EXERCISE DESCRIPTION. Up to and including the line with "Target: yellow center line", please reproduce the lines below exactly, beginning with the first.

Segment Start: MATERIAL TO PROCESS

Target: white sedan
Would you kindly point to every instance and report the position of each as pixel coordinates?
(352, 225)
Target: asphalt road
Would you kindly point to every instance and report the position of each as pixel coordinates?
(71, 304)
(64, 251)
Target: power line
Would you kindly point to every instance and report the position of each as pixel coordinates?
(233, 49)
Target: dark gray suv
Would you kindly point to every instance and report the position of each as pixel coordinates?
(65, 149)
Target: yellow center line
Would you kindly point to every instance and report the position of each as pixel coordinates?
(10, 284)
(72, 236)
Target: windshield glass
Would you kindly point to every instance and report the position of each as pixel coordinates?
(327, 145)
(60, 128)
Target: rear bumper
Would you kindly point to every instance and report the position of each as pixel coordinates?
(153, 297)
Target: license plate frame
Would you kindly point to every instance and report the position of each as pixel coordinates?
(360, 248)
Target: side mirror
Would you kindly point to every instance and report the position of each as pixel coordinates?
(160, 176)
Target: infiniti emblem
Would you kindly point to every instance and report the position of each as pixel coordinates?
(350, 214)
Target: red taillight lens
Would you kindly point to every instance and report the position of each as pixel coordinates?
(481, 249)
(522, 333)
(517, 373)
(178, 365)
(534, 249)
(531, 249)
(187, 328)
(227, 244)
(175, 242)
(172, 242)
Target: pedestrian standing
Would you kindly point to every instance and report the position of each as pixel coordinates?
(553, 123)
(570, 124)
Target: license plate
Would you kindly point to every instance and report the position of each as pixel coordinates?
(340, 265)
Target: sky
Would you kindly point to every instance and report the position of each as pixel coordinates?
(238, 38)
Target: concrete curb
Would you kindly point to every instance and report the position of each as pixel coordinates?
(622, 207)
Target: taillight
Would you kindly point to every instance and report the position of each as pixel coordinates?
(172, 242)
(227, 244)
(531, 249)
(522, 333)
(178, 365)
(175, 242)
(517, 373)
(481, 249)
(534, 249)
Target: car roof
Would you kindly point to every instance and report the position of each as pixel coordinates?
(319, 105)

Segment End: MATERIAL TO PROCESS

COMPLETED TASK.
Target: white sedan
Would you kindly point to every instance and report the position of each as pixel coordinates?
(352, 225)
Target: asphalt road
Would you kindly point to every instance and report the position of each as pixel coordinates?
(71, 304)
(64, 251)
Target: power line
Would you kindly point to every instance and report the position of each as pixel coordinates?
(233, 49)
Target: dark gray suv
Would you kindly point to every instance and report the position of each as pixel coordinates?
(65, 149)
Target: yellow center line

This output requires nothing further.